## Task statement
Give all the records as a Markdown table with two columns, n for the row number and Line for the line, omitting blank lines. Leave the pictures out.

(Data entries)
+ + +

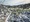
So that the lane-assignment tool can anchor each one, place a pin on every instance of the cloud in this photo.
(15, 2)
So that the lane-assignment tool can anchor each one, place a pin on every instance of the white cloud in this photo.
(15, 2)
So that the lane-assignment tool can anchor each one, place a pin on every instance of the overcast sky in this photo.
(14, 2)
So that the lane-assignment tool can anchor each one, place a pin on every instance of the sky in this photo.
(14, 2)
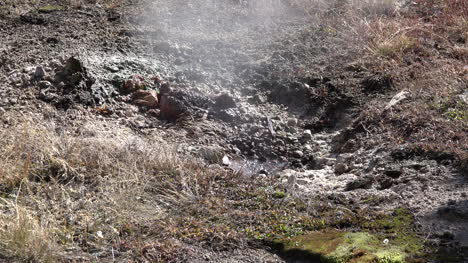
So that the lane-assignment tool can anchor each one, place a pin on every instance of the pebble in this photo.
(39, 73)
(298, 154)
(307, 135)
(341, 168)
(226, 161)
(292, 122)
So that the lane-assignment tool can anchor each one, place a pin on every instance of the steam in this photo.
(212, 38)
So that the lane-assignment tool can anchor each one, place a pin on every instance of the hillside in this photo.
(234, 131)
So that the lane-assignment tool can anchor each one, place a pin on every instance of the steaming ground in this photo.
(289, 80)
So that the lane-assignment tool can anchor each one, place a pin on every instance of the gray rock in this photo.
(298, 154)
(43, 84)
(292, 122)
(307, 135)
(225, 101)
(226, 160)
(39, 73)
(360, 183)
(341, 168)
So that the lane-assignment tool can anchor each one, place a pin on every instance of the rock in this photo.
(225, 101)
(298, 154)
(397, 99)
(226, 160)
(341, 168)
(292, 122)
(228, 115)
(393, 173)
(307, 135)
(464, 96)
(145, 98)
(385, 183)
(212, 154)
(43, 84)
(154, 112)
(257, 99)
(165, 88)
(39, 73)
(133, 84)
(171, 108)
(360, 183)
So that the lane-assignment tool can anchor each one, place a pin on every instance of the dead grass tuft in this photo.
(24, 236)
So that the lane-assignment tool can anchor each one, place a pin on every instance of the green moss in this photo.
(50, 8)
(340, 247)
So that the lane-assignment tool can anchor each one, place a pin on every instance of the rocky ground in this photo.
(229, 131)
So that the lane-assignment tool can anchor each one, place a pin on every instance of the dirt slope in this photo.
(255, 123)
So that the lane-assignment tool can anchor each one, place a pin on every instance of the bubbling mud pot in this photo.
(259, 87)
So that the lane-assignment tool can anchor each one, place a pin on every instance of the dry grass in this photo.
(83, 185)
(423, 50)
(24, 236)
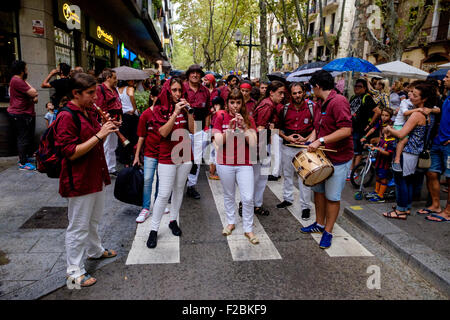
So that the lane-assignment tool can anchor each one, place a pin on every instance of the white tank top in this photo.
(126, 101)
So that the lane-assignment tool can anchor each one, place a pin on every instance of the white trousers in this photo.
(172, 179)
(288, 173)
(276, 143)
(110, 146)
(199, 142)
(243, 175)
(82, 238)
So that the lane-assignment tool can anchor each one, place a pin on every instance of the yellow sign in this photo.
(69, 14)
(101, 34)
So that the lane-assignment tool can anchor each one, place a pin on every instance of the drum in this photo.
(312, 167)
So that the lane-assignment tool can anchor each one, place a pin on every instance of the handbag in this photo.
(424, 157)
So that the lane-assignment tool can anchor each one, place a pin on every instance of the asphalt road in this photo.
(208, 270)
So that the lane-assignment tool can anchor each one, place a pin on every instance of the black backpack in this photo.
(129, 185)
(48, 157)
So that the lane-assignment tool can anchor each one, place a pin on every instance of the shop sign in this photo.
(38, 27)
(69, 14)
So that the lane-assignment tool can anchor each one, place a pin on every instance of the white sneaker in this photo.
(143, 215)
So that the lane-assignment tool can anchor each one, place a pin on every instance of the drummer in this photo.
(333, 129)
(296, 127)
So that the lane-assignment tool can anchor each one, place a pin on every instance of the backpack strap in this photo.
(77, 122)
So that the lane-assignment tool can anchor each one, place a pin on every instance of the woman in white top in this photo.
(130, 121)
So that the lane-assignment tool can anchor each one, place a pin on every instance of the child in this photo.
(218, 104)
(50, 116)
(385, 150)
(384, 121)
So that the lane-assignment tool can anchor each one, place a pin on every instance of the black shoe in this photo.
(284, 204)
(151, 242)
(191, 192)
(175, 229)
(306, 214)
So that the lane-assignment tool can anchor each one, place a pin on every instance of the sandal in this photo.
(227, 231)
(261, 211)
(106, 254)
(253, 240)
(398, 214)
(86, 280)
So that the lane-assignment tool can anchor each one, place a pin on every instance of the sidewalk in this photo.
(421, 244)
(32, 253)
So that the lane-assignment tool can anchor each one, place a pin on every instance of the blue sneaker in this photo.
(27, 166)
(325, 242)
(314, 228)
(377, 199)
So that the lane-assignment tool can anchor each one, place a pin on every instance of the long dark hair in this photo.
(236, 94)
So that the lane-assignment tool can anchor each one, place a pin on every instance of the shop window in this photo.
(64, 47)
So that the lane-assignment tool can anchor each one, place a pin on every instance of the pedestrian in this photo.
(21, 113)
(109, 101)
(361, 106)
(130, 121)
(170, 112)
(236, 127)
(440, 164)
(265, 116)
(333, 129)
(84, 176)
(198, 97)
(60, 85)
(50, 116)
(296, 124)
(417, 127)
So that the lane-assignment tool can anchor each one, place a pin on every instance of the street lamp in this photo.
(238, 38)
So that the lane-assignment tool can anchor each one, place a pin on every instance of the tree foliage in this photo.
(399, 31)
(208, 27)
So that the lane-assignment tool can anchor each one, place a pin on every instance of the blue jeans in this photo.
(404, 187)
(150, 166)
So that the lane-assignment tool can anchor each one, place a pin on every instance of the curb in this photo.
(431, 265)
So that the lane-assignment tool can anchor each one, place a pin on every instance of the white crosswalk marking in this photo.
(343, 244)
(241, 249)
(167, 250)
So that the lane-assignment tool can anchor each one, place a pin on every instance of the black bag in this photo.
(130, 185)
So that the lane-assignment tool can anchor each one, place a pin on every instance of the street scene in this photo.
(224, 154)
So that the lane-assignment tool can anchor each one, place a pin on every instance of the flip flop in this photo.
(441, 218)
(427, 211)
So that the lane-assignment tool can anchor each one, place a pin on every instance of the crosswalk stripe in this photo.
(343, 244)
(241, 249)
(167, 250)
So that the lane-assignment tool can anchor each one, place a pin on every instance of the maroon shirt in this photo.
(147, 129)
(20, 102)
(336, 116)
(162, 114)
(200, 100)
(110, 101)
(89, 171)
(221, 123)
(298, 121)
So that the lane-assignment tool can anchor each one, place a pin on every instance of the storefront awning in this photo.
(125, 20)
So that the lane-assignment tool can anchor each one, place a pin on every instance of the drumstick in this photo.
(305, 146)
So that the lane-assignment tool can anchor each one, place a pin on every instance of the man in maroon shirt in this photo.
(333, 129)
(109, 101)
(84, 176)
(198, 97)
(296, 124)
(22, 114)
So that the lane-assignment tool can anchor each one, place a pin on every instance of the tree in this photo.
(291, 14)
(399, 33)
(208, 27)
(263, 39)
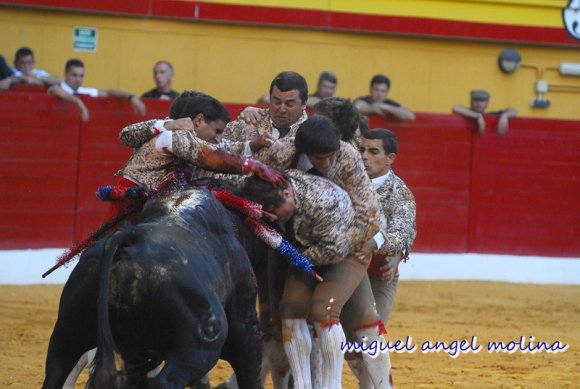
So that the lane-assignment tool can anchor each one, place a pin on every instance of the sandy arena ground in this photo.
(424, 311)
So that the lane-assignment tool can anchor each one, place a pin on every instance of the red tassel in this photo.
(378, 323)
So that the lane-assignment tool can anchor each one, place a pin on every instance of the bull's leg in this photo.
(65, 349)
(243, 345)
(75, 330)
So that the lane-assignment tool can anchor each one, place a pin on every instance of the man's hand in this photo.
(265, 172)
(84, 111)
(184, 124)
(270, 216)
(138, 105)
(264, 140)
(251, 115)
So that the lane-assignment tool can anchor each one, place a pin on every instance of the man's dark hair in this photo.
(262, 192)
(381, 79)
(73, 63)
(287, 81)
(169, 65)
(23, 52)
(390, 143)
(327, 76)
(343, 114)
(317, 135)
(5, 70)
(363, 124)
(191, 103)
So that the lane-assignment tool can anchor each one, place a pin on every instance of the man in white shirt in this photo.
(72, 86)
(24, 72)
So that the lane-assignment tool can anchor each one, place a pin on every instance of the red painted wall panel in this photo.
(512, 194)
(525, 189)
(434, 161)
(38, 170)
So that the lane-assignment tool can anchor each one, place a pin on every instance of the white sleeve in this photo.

+ + +

## Output for this task
| n | Line |
|---|---|
| 1 | So that the lane-assignment tool can anchor each one, place a pin on every instance of the cloud in this photo. |
| 2 | (15, 2) |
| 3 | So that the lane-assignment tool can anchor each one, place a pin on every instance of the white cloud in this photo. |
| 4 | (15, 2) |
| 5 | So that the lane-assignment tool can anchor each one, place a pin on every instance of the overcast sky in this photo. |
| 6 | (14, 2) |
| 7 | So that the lane-assignment tool can anchor each one, place a pin on every instance of the sky in this photo. |
| 8 | (14, 2) |
| 9 | So that the lane-assignment tool can anchor each one, place a pin on every instance of the pebble in this photo. |
| 10 | (39, 73) |
| 11 | (298, 154) |
| 12 | (307, 135) |
| 13 | (341, 168) |
| 14 | (226, 161) |
| 15 | (292, 122) |
| 16 | So that the lane-assignment tool can anchor each one, place a pin on every instance of the steam in this photo. |
| 17 | (212, 38) |
| 18 | So that the lane-assignment tool can anchor each one, place a pin on every instance of the hillside in this photo. |
| 19 | (234, 131) |
| 20 | So that the lane-assignment tool can anchor each one, place a pin on every instance of the steaming ground in this photo. |
| 21 | (289, 80) |
| 22 | So that the lane-assignment tool can anchor each one, place a pin on every instance of the gray rock in this photo. |
| 23 | (298, 154) |
| 24 | (43, 84) |
| 25 | (292, 122) |
| 26 | (307, 135) |
| 27 | (225, 101) |
| 28 | (226, 160) |
| 29 | (39, 73) |
| 30 | (360, 183) |
| 31 | (341, 168) |
| 32 | So that the lane-assignment tool can anchor each one, place a pin on every instance of the rock in this photo. |
| 33 | (225, 101) |
| 34 | (298, 154) |
| 35 | (397, 99) |
| 36 | (226, 160) |
| 37 | (341, 168) |
| 38 | (292, 122) |
| 39 | (228, 115) |
| 40 | (393, 173) |
| 41 | (307, 135) |
| 42 | (464, 96) |
| 43 | (145, 98) |
| 44 | (385, 183) |
| 45 | (212, 154) |
| 46 | (43, 84) |
| 47 | (154, 112) |
| 48 | (257, 99) |
| 49 | (165, 88) |
| 50 | (39, 73) |
| 51 | (133, 84) |
| 52 | (171, 108) |
| 53 | (360, 183) |
| 54 | So that the lane-assignment tool can anchor each one, place a pin on every instance of the dead grass tuft in this photo. |
| 55 | (24, 236) |
| 56 | So that the lane-assignment tool can anchor each one, place a pin on every instance of the green moss in this photo. |
| 57 | (50, 8) |
| 58 | (340, 247) |
| 59 | So that the lane-assignment tool can anchor each one, place a pin on every instance of the rocky ground in this photo. |
| 60 | (229, 131) |
| 61 | So that the lane-assignment tool can anchor each one, place a pin on every instance of the dirt slope in this photo. |
| 62 | (255, 123) |
| 63 | So that the lane-assignment tool can anchor each one, place a pin on every instance of the bubbling mud pot in this photo. |
| 64 | (259, 87) |
| 65 | So that the lane-assignment tool can anchor each one, place a pin on every instance of the dry grass in this photo. |
| 66 | (83, 185) |
| 67 | (423, 50) |
| 68 | (24, 236) |
| 69 | So that the lane-assignment tool can anchor each one, place a pin on every instance of the white tank top in this photo. |
| 70 | (126, 101) |
| 71 | So that the lane-assignment tool can anchor each one, place a pin on every instance of the white trousers in this photo. |
| 72 | (172, 179) |
| 73 | (288, 173) |
| 74 | (276, 143) |
| 75 | (110, 146) |
| 76 | (199, 142) |
| 77 | (243, 175) |
| 78 | (82, 238) |
| 79 | So that the lane-assignment tool can anchor each one, place a pin on every instance of the yellow sign in this photo. |
| 80 | (69, 14) |
| 81 | (101, 34) |
| 82 | So that the lane-assignment tool can anchor each one, place a pin on every instance of the drum in this photo. |
| 83 | (312, 167) |
| 84 | So that the lane-assignment tool can anchor each one, place a pin on every instance of the handbag in this photo. |
| 85 | (424, 157) |
| 86 | So that the lane-assignment tool can anchor each one, place a pin on every instance of the asphalt road in this photo. |
| 87 | (208, 270) |
| 88 | So that the lane-assignment tool can anchor each one, place a pin on every instance of the black backpack in this photo. |
| 89 | (129, 185) |
| 90 | (48, 157) |
| 91 | So that the lane-assignment tool can anchor each one, place a pin on every instance of the shop sign in this photo. |
| 92 | (38, 27) |
| 93 | (69, 14) |
| 94 | So that the lane-assignment tool can anchor each one, place a pin on every instance of the white sneaker in this photo. |
| 95 | (143, 215) |
| 96 | So that the lane-assignment tool can anchor each one, place a pin on every instance of the drummer in this photo. |
| 97 | (333, 129) |
| 98 | (296, 127) |
| 99 | So that the lane-assignment tool can anchor each one, place a pin on every instance of the backpack strap in this photo. |
| 100 | (77, 122) |
| 101 | So that the lane-assignment tool can anchor each one, place a pin on every instance of the woman in white top in this photo. |
| 102 | (130, 121) |
| 103 | So that the lane-assignment tool can anchor each one, place a pin on every instance of the child in this photo. |
| 104 | (218, 104) |
| 105 | (50, 116) |
| 106 | (385, 150) |
| 107 | (384, 121) |
| 108 | So that the lane-assignment tool can anchor each one, place a pin on every instance of the black shoe in this photo. |
| 109 | (284, 204) |
| 110 | (151, 242) |
| 111 | (191, 192) |
| 112 | (175, 229) |
| 113 | (306, 214) |
| 114 | So that the lane-assignment tool can anchor each one, place a pin on every instance of the sandal in this photo. |
| 115 | (227, 231) |
| 116 | (261, 211) |
| 117 | (106, 254) |
| 118 | (253, 240) |
| 119 | (398, 214) |
| 120 | (86, 280) |
| 121 | So that the lane-assignment tool can anchor each one, place a pin on every instance of the sidewalk in this photo. |
| 122 | (421, 244) |
| 123 | (32, 253) |
| 124 | So that the lane-assignment tool can anchor each one, place a pin on every instance of the blue sneaker in this photo. |
| 125 | (27, 166) |
| 126 | (325, 242) |
| 127 | (314, 228) |
| 128 | (377, 199) |
| 129 | So that the lane-assignment tool can anchor each one, place a pin on every instance of the long dark hair in this photo. |
| 130 | (236, 94) |
| 131 | So that the lane-assignment tool can anchor each one, place a pin on every instance of the shop window in this photo. |
| 132 | (64, 47) |
| 133 | So that the lane-assignment tool can anchor each one, place a pin on every instance of the pedestrian in this photo. |
| 134 | (21, 113) |
| 135 | (109, 101) |
| 136 | (361, 106) |
| 137 | (130, 121) |
| 138 | (170, 112) |
| 139 | (236, 127) |
| 140 | (440, 164) |
| 141 | (265, 116) |
| 142 | (333, 129) |
| 143 | (84, 176) |
| 144 | (198, 97) |
| 145 | (60, 85) |
| 146 | (50, 116) |
| 147 | (296, 124) |
| 148 | (417, 127) |
| 149 | So that the lane-assignment tool can anchor each one, place a pin on every instance of the street lamp in this photo. |
| 150 | (238, 38) |
| 151 | So that the lane-assignment tool can anchor each one, place a pin on every instance of the tree foliage in this photo. |
| 152 | (399, 31) |
| 153 | (208, 27) |
| 154 | So that the lane-assignment tool can anchor each one, place a pin on every instance of the blue jeans in this photo. |
| 155 | (404, 187) |
| 156 | (150, 166) |
| 157 | So that the lane-assignment tool can anchor each one, place a pin on every instance of the curb in this photo. |
| 158 | (431, 265) |
| 159 | So that the lane-assignment tool can anchor each one, place a pin on every instance of the white crosswalk marking in this photo. |
| 160 | (343, 244) |
| 161 | (241, 249) |
| 162 | (167, 250) |
| 163 | So that the lane-assignment tool can anchor each one, place a pin on every instance of the black bag in this photo. |
| 164 | (130, 185) |
| 165 | So that the lane-assignment tool can anchor each one, place a pin on every instance of the street scene in this photo. |
| 166 | (224, 154) |
| 167 | So that the lane-assignment tool can anchor each one, place a pin on every instance of the flip flop in this photo. |
| 168 | (441, 218) |
| 169 | (427, 211) |
| 170 | So that the lane-assignment tool can anchor each one, place a pin on every instance of the crosswalk stripe in this photo. |
| 171 | (343, 244) |
| 172 | (241, 249) |
| 173 | (167, 250) |
| 174 | So that the lane-assignment tool can anchor each one, place a pin on every instance of the maroon shirt in this photo. |
| 175 | (147, 129) |
| 176 | (20, 102) |
| 177 | (336, 116) |
| 178 | (162, 114) |
| 179 | (200, 100) |
| 180 | (110, 101) |
| 181 | (89, 171) |
| 182 | (221, 123) |
| 183 | (298, 121) |
| 184 | So that the lane-assignment tool can anchor each one, place a pin on every instance of the storefront awning in this photo. |
| 185 | (125, 20) |
| 186 | So that the lane-assignment tool can anchor each one, place a pin on every instance of the drumstick in this photo. |
| 187 | (305, 146) |
| 188 | So that the lane-assignment tool can anchor each one, place a pin on every instance of the man in maroon shirt in this photo. |
| 189 | (333, 129) |
| 190 | (109, 101) |
| 191 | (84, 176) |
| 192 | (198, 97) |
| 193 | (296, 124) |
| 194 | (22, 114) |
| 195 | So that the lane-assignment tool can anchor each one, place a pin on every instance of the tree in this photo. |
| 196 | (291, 14) |
| 197 | (399, 33) |
| 198 | (208, 27) |
| 199 | (263, 39) |
| 200 | So that the lane-assignment tool can anchor each one, place a pin on every instance of the sandy arena ground in this photo. |
| 201 | (424, 311) |
| 202 | So that the lane-assignment tool can anchor each one, place a pin on every instance of the red tassel in this photo. |
| 203 | (378, 323) |
| 204 | So that the lane-assignment tool can anchor each one, place a pin on every instance of the bull's leg in this photo. |
| 205 | (65, 349) |
| 206 | (243, 345) |
| 207 | (75, 330) |
| 208 | So that the lane-assignment tool can anchor each one, place a pin on every instance of the man's hand in this photo. |
| 209 | (265, 172) |
| 210 | (84, 111) |
| 211 | (184, 124) |
| 212 | (270, 216) |
| 213 | (138, 105) |
| 214 | (264, 140) |
| 215 | (251, 115) |
| 216 | So that the lane-assignment tool can anchor each one, place a pin on every instance of the man's dark hair in this photo. |
| 217 | (262, 192) |
| 218 | (381, 79) |
| 219 | (73, 63) |
| 220 | (287, 81) |
| 221 | (169, 65) |
| 222 | (23, 52) |
| 223 | (390, 143) |
| 224 | (327, 76) |
| 225 | (343, 114) |
| 226 | (317, 135) |
| 227 | (5, 70) |
| 228 | (363, 124) |
| 229 | (191, 103) |
| 230 | So that the lane-assignment tool can anchor each one, place a pin on every instance of the man in white shirt in this photo. |
| 231 | (72, 86) |
| 232 | (24, 72) |
| 233 | So that the lane-assignment tool can anchor each one, place a pin on every instance of the red painted wall panel in this photo. |
| 234 | (512, 194) |
| 235 | (525, 189) |
| 236 | (434, 161) |
| 237 | (38, 170) |
| 238 | So that the lane-assignment tool can anchor each one, place a pin on every instance of the white sleeve in this photo. |